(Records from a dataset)
++++++
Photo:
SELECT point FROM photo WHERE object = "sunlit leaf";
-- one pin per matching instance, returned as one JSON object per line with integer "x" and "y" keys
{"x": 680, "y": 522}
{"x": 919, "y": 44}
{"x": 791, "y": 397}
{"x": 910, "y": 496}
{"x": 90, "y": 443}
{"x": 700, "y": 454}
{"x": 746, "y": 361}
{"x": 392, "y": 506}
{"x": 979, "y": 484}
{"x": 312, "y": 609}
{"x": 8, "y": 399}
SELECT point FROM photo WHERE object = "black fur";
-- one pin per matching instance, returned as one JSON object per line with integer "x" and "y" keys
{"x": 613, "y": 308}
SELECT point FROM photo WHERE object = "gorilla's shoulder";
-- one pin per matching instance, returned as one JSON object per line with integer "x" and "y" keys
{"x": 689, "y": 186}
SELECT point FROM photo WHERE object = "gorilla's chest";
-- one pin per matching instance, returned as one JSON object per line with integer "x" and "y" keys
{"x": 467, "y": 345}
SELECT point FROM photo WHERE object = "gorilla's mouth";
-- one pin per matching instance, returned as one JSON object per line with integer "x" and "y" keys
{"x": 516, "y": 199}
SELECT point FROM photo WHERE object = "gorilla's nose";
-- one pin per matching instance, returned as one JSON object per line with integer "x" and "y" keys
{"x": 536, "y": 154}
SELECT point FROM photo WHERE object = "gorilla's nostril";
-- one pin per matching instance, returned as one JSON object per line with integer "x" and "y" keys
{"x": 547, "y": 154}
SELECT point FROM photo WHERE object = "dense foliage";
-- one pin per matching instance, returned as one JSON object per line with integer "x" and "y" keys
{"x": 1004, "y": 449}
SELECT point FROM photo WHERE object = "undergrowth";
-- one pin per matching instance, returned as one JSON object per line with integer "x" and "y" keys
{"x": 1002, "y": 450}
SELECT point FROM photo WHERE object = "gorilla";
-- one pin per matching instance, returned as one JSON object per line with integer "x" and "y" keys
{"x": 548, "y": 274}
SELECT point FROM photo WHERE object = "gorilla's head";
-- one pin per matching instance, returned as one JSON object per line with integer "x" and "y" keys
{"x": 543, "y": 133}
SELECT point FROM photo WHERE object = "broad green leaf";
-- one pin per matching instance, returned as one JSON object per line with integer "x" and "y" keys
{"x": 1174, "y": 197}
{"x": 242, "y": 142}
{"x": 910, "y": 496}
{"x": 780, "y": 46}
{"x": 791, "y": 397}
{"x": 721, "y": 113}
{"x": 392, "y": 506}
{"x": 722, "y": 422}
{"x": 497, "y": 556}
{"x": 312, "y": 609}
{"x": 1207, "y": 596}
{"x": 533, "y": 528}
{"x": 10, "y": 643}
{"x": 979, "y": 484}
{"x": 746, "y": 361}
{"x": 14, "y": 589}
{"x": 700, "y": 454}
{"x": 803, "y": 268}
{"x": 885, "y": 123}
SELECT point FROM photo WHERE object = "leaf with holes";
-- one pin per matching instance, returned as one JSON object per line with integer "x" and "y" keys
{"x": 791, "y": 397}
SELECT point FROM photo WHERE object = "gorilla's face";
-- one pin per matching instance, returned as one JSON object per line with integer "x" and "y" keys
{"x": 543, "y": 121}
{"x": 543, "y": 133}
++++++
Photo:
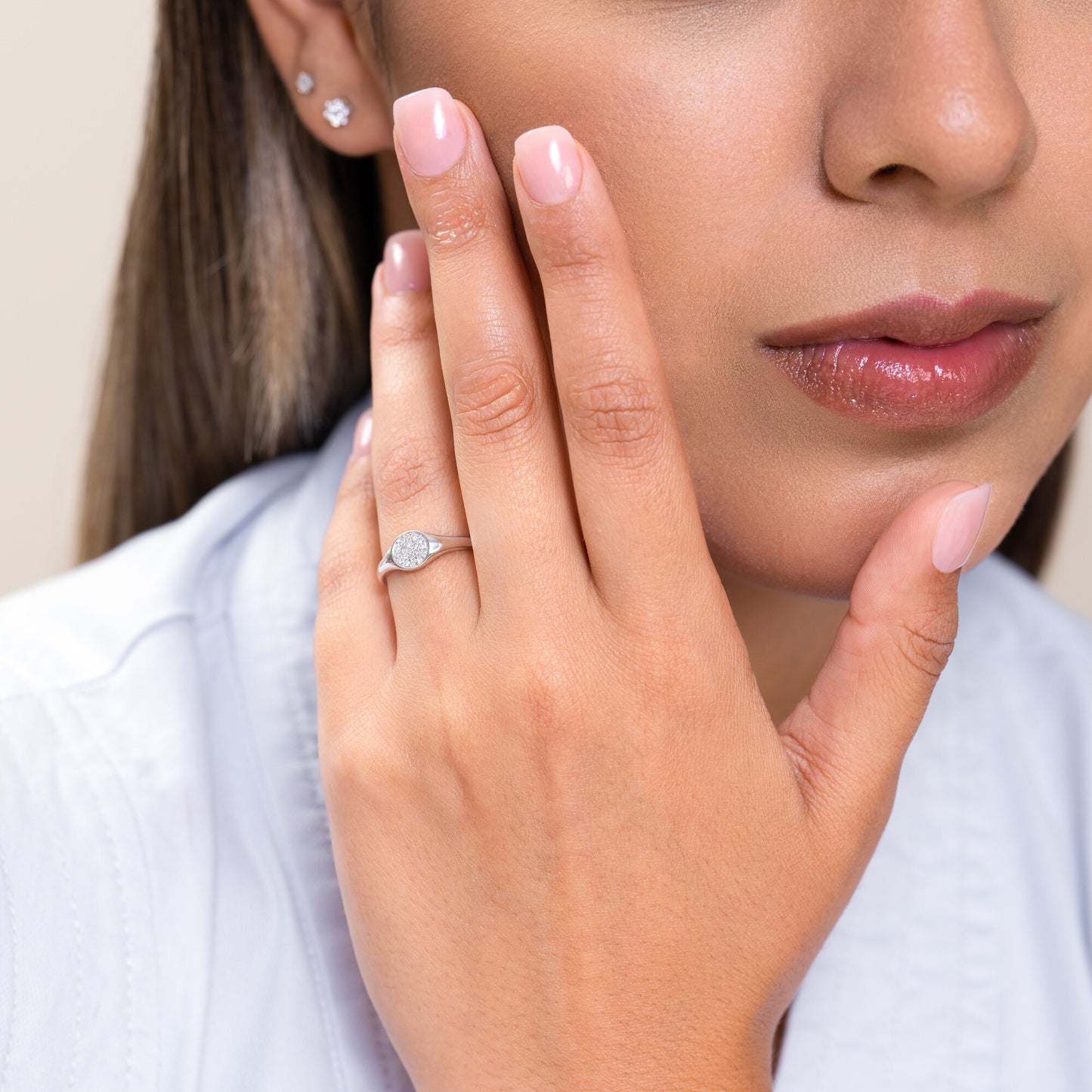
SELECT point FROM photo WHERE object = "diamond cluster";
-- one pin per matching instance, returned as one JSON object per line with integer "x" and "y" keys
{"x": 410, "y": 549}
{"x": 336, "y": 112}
++++++
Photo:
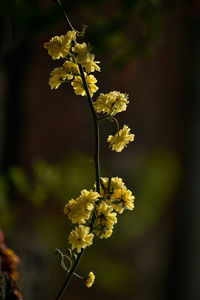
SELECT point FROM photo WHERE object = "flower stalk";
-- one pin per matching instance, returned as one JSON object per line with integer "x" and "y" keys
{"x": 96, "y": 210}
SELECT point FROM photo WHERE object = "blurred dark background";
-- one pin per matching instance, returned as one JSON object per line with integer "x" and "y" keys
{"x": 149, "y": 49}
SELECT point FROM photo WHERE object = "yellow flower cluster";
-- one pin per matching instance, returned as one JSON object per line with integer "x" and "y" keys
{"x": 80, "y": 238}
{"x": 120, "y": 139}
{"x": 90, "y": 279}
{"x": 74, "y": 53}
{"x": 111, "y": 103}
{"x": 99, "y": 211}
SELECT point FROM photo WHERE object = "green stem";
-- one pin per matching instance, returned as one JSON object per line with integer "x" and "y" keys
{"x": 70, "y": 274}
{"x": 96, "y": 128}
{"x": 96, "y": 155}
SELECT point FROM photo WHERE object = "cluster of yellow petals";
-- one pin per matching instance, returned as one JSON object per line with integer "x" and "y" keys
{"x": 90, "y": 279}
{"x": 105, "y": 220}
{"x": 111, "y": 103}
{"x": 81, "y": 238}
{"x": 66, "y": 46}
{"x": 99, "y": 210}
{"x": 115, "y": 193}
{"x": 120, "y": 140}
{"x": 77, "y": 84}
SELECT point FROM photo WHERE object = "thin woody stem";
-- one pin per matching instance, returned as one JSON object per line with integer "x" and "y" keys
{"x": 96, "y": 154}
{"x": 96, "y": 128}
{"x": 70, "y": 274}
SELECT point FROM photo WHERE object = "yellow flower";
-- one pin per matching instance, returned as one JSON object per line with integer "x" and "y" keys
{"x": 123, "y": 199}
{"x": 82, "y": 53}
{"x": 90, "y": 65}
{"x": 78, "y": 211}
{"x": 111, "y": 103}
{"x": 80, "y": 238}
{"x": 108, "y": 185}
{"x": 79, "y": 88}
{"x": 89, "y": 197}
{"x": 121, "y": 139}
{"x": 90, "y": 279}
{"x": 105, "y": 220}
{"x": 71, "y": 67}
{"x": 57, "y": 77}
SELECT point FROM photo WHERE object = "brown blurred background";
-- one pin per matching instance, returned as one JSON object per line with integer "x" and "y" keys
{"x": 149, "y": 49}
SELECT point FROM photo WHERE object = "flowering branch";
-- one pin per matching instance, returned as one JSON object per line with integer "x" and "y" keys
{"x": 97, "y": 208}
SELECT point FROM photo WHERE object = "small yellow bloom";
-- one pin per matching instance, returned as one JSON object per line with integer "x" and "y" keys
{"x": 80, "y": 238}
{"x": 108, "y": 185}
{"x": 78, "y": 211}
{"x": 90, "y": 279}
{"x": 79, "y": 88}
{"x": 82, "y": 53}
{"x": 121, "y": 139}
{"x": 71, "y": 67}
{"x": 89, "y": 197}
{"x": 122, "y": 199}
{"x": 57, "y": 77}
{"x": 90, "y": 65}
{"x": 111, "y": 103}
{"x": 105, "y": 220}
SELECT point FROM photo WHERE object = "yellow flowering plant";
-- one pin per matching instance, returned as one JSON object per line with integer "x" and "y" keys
++++++
EXERCISE DESCRIPTION
Work out how many lines in the records above include the string "background", and provide that figure with no other text.

RESPONSE TO THE EXERCISE
2